Data for processing:
----------------
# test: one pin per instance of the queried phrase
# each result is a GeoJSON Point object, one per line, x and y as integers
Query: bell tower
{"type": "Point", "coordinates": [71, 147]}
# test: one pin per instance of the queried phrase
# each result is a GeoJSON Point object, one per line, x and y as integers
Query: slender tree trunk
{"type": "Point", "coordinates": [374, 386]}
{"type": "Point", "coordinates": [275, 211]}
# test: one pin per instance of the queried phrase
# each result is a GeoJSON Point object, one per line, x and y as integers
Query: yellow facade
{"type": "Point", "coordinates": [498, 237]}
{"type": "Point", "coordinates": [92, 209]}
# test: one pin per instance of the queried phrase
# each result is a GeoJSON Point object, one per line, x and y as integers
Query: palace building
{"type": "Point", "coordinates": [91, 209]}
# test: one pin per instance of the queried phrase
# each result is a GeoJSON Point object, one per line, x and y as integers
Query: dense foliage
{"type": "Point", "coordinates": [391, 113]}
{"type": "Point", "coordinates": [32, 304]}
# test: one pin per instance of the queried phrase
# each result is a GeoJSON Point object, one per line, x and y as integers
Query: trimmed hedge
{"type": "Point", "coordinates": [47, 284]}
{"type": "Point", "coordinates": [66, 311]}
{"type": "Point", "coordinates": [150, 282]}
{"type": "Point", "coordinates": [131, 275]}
----------------
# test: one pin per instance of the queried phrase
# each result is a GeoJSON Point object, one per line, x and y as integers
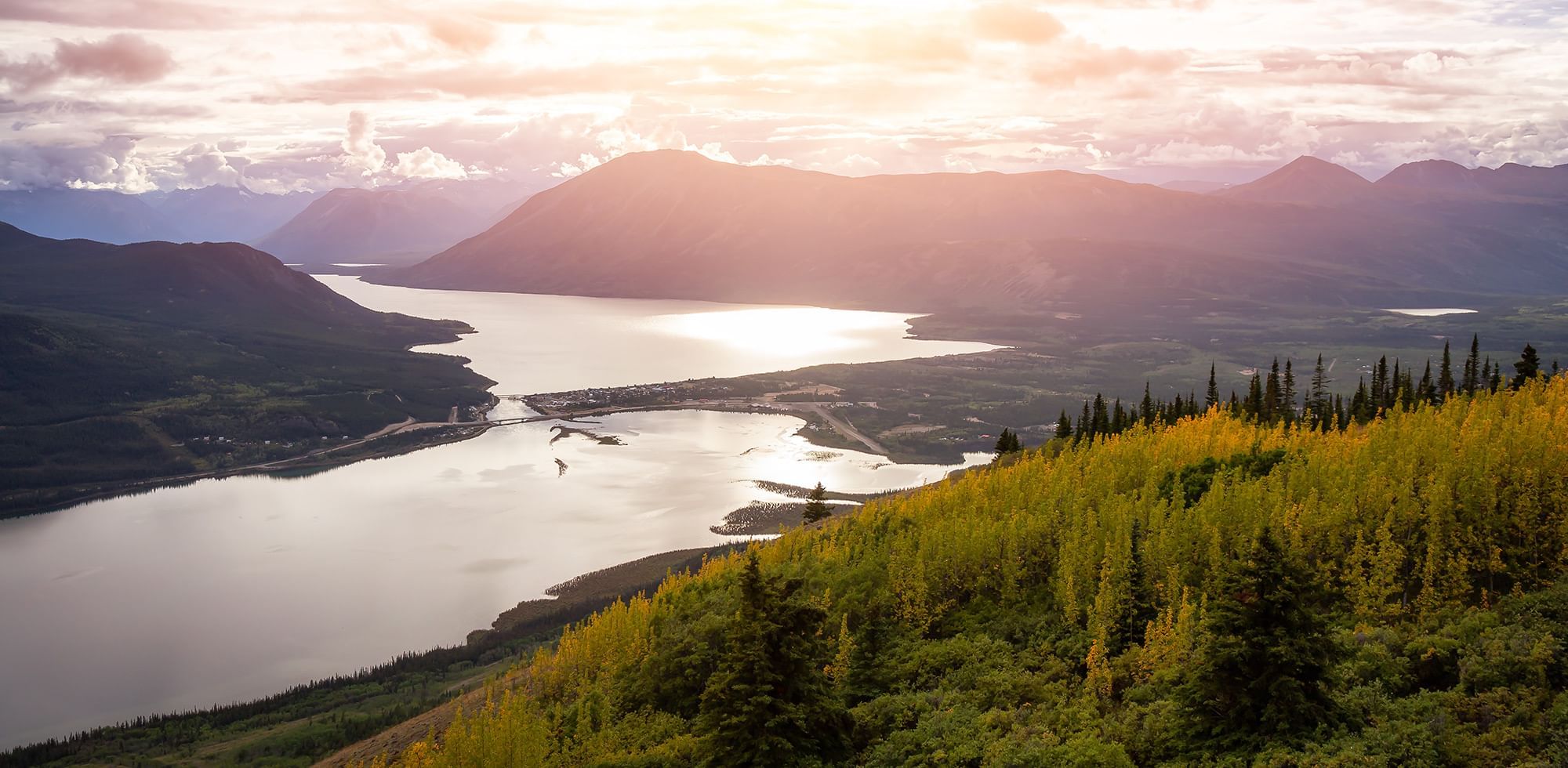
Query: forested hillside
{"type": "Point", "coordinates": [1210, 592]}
----------------
Goal: Pick out every line in the records that contains the string "Query" and copy each one. Case counts.

Exercise response:
Query: bell tower
Query: slender tree trunk
Query: yellow facade
Query: palace building
Query: dense foliage
Query: trimmed hedge
Query: forested hillside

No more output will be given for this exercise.